Supplied data:
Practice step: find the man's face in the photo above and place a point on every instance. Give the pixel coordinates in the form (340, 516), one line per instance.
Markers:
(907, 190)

* * *

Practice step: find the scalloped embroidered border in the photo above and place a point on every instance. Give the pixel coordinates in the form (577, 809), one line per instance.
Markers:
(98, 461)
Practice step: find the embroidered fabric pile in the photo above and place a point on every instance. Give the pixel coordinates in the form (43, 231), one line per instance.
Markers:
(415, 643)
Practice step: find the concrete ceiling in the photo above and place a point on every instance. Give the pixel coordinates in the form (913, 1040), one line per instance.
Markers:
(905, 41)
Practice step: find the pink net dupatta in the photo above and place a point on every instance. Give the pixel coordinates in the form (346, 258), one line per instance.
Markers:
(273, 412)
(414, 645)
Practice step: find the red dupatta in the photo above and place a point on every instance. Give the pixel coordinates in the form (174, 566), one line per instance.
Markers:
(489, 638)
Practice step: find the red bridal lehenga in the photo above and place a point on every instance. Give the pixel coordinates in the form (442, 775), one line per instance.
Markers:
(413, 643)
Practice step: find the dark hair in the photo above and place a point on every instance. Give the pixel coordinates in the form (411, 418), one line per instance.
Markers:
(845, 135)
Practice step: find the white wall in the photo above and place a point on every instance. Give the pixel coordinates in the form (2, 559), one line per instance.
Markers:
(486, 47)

--

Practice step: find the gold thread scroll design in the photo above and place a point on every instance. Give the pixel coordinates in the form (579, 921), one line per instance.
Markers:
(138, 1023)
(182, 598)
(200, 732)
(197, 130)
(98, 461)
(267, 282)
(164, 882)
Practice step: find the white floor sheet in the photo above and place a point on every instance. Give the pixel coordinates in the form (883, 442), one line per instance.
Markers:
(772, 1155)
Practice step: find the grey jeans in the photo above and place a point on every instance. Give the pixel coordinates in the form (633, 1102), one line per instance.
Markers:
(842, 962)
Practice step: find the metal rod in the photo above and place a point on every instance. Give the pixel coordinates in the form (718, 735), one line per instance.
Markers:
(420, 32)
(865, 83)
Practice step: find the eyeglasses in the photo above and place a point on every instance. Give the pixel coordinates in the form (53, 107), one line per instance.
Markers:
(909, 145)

What to produce: Search the lines above for the string "dupatta", then show every one that has it.

Answer:
Practice step: find the pink net dupatta in the photo above and place a point on every instance. Give the pixel coordinates in the form (346, 258), one line per instance.
Practice step: find the red dupatta in the photo above and place a point on every instance. Give the pixel coordinates in the form (174, 566), one line per instance.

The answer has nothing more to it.